[Pointing dataset records]
* BEGIN *
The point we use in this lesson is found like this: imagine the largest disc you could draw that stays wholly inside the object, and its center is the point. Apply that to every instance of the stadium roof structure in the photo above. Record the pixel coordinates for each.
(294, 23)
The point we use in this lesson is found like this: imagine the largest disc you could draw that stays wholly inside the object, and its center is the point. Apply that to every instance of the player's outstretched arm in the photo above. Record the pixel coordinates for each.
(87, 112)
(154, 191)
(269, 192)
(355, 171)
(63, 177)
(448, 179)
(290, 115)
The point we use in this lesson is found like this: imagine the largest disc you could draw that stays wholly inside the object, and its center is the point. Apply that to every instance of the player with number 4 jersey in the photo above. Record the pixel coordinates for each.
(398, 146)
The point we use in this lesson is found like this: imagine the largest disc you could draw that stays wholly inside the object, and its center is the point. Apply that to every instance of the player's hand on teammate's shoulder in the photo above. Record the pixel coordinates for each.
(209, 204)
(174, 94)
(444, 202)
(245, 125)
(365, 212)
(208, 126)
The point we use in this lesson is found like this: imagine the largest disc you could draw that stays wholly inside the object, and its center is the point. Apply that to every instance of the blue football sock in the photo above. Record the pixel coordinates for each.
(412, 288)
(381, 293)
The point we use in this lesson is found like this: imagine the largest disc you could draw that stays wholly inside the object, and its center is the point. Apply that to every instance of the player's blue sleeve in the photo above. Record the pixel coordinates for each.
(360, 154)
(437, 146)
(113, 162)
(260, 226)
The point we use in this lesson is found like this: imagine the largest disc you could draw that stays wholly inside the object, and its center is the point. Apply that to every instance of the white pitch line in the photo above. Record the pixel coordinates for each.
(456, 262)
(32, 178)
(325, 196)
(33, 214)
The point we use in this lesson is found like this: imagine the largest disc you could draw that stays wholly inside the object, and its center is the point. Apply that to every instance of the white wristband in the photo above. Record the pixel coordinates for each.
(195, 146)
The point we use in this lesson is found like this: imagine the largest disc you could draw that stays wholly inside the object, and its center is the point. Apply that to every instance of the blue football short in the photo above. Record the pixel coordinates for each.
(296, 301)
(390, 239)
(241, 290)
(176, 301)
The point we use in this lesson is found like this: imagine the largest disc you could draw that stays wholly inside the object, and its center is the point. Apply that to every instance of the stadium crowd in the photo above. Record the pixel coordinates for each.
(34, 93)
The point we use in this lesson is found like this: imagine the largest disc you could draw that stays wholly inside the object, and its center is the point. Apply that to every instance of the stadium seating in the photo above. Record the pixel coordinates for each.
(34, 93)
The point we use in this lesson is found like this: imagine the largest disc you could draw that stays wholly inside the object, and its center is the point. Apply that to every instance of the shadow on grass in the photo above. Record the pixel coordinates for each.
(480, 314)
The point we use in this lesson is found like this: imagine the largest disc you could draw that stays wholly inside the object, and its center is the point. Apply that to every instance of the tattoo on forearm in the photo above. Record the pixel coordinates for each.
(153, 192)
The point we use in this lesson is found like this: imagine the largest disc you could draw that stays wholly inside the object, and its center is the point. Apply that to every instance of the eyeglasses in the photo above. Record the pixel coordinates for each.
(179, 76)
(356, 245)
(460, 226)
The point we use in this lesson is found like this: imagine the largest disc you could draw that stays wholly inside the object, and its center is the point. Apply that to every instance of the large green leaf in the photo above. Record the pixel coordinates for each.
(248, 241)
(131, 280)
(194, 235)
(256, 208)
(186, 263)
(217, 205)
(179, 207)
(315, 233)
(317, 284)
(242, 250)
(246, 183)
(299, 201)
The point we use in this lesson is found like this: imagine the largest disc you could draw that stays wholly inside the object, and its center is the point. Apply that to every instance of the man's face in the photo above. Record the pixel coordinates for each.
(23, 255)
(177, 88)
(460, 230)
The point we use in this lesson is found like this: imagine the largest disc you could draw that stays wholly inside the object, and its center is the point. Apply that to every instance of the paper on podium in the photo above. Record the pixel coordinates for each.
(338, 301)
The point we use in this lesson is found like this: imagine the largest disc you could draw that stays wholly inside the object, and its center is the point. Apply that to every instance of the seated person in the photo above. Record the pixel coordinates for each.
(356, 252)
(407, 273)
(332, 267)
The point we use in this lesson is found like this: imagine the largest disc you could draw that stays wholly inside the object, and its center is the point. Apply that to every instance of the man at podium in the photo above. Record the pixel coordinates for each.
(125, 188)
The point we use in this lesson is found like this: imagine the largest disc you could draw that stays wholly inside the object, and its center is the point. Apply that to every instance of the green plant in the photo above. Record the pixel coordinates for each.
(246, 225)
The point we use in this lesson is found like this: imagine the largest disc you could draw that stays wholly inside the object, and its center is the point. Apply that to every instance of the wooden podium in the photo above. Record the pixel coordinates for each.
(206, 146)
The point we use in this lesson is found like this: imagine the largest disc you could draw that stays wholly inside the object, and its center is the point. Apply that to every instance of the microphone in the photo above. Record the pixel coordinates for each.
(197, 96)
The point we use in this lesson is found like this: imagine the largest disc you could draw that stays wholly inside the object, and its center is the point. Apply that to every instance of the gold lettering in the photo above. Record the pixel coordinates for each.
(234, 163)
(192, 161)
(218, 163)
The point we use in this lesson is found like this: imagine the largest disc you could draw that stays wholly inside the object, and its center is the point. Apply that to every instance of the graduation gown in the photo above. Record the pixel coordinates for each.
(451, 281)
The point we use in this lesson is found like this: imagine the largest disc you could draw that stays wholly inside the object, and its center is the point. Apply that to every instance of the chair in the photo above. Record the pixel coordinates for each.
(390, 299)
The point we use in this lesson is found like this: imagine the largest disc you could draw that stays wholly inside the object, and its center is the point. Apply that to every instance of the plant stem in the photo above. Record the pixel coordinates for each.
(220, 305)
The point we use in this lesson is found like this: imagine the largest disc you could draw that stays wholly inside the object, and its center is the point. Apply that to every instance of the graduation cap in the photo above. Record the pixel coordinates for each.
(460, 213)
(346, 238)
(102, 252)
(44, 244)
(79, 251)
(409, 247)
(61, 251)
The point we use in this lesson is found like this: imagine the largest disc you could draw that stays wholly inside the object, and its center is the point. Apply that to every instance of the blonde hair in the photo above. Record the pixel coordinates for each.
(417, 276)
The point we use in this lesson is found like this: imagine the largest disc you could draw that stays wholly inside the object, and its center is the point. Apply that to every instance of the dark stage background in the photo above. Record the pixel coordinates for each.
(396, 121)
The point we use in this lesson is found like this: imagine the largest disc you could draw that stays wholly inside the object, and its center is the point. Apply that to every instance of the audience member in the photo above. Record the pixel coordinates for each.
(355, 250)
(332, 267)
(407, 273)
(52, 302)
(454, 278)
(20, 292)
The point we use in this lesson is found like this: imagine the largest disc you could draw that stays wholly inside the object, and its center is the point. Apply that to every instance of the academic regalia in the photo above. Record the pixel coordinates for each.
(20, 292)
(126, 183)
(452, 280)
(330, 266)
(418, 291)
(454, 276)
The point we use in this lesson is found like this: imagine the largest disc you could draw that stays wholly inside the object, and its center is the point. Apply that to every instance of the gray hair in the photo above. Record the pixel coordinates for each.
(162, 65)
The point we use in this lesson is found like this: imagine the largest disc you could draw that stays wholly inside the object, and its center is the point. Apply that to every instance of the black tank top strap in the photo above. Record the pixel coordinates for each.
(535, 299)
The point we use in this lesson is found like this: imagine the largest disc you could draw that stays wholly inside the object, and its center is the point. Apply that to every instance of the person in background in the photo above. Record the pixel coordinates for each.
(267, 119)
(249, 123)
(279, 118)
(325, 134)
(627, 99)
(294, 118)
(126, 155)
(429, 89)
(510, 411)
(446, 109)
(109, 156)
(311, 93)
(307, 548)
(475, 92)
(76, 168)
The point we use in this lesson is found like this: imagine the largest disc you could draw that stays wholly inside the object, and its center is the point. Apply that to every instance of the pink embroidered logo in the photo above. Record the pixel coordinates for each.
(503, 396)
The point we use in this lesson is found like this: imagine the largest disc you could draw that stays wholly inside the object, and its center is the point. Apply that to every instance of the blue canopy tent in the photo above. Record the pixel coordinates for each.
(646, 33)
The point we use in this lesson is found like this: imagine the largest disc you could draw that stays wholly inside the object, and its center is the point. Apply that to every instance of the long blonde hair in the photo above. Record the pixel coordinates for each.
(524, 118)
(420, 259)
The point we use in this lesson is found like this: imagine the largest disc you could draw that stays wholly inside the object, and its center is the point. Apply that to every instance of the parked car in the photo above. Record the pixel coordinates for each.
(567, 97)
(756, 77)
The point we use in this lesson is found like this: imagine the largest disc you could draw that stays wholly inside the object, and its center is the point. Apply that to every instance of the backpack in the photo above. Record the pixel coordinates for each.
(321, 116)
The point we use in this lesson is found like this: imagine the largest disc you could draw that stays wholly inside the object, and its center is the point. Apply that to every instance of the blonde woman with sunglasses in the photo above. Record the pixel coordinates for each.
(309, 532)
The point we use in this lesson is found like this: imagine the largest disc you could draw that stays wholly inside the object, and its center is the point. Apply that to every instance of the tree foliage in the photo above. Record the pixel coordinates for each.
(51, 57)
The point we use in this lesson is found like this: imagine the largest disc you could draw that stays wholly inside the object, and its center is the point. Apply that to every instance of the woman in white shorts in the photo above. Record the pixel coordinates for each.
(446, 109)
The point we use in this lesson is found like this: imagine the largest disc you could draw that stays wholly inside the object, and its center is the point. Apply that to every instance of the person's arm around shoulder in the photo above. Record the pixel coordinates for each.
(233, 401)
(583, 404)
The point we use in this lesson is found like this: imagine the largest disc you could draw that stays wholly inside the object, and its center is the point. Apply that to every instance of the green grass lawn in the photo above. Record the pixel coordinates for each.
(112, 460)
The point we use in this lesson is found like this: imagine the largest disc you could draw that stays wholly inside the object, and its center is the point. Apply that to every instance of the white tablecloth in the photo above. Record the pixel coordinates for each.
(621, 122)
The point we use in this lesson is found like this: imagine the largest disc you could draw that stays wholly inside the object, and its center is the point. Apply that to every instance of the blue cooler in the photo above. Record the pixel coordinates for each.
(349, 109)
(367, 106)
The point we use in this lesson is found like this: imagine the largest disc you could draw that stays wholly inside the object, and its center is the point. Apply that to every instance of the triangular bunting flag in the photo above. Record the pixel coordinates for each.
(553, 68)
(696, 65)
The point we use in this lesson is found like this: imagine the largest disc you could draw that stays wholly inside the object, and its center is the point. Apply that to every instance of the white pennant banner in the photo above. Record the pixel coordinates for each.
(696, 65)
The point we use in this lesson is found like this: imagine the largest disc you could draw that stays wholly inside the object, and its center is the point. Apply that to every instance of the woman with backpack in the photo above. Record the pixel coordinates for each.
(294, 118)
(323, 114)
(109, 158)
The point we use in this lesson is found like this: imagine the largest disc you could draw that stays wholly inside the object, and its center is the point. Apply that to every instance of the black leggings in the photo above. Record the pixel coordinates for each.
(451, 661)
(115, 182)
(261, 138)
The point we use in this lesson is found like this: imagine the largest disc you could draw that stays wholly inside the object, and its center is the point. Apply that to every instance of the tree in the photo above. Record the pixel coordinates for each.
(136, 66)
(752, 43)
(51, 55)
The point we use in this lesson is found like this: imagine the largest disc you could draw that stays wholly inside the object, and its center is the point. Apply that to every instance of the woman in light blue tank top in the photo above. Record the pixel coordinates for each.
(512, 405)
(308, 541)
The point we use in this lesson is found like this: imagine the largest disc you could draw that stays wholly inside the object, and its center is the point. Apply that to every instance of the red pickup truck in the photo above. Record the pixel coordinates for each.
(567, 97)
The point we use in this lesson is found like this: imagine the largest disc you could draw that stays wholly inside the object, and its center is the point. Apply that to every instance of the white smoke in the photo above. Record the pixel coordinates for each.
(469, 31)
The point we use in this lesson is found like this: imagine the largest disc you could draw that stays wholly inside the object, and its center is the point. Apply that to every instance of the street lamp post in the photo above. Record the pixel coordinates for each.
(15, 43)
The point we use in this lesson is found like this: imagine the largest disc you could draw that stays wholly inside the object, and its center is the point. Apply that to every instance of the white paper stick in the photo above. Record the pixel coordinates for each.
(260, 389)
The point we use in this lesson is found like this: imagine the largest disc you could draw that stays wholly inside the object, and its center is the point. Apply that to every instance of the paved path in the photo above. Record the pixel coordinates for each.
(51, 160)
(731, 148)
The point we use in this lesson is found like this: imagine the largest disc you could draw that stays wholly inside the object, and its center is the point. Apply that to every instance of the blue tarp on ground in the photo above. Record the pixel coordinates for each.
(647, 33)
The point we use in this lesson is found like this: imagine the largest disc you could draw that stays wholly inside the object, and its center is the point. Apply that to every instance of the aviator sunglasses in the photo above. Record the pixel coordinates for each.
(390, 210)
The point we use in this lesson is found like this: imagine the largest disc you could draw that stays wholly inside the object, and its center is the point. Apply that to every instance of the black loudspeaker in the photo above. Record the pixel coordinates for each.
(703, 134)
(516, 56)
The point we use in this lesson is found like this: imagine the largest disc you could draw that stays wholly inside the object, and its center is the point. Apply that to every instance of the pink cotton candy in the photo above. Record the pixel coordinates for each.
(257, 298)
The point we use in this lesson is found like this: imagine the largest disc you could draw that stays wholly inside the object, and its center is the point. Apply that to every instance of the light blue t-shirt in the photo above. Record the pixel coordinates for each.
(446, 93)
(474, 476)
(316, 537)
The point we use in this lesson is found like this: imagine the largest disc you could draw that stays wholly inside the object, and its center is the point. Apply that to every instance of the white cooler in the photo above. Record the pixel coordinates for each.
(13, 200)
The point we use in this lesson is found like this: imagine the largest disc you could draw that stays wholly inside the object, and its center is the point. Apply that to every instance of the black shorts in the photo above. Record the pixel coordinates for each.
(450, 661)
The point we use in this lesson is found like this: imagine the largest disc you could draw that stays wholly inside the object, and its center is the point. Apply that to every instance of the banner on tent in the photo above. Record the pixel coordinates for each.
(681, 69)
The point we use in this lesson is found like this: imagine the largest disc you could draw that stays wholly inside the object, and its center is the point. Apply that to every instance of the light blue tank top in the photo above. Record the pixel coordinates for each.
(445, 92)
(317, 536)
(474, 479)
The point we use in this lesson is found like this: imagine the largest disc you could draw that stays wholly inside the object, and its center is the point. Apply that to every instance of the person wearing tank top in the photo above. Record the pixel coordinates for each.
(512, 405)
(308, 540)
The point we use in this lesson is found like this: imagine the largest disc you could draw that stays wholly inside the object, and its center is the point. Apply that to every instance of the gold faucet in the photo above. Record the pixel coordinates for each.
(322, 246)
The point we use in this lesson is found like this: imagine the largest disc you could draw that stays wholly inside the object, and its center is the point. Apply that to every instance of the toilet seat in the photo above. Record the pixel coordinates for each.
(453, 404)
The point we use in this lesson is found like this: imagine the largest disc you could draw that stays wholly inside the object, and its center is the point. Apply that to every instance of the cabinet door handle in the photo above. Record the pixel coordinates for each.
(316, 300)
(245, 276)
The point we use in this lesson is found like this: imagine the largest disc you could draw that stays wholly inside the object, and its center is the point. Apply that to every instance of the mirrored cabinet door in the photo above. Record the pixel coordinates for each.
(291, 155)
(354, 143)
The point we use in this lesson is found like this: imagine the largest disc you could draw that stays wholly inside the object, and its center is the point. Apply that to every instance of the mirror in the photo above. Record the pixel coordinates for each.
* END *
◆ Task requirements
Begin with the line that contains "of the mirrored" and quote each line after it exactly, stopping after the last line of the data.

◆ Result of the exercise
The point we use in this lesson is found like this: imagine the largest disc you could draw that stays wholly inside the object, and its center is the point. Apply that to every instance of the mirrored cabinet door in the photo above. Record the pixel coordinates for each.
(291, 155)
(354, 143)
The point we use in this lesson is found like this: imagine the largest disc you could draw that stays wholly inside the object, and its center is the point. Apply that to every instance of the mirror in the photo above. Record the pixel coordinates for each.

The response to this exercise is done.